**HOW TO COMPLETE THIS TASK:**
Among the following entries, how many lines hold the string "sneaker"? State only the number.

**TASK INPUTS:**
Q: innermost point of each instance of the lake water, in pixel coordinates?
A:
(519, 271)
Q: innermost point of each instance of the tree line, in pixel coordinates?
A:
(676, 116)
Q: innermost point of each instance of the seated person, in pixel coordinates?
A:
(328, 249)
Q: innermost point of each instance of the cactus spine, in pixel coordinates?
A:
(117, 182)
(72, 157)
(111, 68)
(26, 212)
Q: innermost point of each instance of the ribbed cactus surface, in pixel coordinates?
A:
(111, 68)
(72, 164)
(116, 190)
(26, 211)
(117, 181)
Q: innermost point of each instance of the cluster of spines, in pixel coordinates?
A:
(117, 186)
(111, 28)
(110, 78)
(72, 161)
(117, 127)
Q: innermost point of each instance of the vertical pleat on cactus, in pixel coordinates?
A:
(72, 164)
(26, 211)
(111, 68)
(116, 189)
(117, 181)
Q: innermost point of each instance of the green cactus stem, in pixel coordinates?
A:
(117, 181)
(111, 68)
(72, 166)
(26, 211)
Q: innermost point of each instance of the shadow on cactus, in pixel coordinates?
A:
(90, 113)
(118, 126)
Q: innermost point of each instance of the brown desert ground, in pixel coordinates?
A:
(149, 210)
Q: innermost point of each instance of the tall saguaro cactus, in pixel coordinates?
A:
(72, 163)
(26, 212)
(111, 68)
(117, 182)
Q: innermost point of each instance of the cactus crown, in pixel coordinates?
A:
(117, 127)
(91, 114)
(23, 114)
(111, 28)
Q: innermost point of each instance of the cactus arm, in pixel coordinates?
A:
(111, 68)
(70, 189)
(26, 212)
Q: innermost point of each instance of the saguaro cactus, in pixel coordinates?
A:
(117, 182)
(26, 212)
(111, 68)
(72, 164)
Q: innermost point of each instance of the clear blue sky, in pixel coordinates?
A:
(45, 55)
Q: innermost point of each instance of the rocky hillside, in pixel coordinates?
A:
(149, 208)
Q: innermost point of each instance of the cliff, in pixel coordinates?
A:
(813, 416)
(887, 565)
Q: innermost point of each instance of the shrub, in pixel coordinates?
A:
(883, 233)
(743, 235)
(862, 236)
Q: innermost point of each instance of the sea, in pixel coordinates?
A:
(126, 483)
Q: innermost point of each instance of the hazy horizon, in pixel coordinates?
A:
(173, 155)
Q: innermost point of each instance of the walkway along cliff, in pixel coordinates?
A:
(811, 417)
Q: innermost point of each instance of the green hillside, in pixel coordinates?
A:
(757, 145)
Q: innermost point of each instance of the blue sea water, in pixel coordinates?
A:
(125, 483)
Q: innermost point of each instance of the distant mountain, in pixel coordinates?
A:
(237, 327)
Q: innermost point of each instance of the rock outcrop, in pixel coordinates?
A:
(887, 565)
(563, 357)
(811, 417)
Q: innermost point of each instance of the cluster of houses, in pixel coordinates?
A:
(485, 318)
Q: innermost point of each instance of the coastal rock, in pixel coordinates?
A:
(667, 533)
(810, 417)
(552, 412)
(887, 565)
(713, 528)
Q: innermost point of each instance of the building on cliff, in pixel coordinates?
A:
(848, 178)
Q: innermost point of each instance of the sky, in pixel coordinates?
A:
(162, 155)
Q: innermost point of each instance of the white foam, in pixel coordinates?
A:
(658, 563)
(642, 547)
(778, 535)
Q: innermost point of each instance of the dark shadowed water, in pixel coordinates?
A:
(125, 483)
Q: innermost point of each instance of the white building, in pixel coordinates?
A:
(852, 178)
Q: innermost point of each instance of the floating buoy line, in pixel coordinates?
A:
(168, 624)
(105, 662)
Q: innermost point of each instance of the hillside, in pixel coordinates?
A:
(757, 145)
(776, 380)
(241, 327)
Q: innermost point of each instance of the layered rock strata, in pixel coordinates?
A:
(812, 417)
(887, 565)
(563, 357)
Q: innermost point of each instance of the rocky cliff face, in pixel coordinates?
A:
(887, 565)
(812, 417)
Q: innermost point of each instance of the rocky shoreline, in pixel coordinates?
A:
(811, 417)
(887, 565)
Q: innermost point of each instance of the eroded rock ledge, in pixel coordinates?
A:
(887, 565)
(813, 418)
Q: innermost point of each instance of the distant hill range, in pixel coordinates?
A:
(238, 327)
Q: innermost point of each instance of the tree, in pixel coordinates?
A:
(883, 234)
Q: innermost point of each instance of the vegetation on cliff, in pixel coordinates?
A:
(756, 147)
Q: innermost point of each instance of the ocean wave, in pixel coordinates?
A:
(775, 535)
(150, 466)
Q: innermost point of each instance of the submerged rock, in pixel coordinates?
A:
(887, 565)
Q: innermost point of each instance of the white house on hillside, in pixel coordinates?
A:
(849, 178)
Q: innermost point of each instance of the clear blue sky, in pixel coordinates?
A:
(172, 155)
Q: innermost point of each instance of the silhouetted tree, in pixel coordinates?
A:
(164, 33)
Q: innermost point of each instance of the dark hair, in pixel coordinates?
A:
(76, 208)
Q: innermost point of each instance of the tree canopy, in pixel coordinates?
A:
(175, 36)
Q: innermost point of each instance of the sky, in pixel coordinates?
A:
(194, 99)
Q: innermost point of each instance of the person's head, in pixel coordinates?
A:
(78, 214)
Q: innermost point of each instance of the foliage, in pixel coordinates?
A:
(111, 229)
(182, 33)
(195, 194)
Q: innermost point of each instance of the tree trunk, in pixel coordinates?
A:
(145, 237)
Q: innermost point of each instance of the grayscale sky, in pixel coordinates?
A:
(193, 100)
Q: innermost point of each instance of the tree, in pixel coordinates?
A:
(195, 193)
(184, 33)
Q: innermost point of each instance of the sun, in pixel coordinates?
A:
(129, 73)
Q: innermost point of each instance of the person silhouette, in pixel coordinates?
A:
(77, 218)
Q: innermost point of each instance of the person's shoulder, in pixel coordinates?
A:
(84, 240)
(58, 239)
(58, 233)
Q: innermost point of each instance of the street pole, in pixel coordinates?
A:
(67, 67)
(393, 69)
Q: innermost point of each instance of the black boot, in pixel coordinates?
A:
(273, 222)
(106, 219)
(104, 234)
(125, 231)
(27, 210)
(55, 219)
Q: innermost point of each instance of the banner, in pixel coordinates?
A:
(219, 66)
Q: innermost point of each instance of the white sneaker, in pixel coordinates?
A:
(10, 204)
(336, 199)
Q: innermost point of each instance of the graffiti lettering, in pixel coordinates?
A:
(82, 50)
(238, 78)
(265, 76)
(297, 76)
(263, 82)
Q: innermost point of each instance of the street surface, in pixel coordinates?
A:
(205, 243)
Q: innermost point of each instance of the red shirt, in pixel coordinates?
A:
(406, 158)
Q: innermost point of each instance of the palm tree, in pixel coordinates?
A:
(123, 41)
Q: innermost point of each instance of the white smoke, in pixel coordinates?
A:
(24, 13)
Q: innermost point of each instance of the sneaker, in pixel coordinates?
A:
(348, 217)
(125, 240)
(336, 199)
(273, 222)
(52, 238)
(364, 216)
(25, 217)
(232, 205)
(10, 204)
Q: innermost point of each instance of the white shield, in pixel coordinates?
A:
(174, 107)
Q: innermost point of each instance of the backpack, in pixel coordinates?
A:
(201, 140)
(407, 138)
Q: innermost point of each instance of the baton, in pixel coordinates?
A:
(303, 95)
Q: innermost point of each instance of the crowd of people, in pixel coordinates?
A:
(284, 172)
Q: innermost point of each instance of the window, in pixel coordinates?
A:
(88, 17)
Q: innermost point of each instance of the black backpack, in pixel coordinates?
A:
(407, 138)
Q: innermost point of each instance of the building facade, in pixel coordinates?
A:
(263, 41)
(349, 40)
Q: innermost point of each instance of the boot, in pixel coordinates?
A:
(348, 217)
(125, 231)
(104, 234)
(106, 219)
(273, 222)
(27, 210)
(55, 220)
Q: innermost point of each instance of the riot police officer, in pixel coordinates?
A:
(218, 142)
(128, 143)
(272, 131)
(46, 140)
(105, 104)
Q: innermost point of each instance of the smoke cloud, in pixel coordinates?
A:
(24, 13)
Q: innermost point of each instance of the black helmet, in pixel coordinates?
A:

**EXPECTED OUTPUT:**
2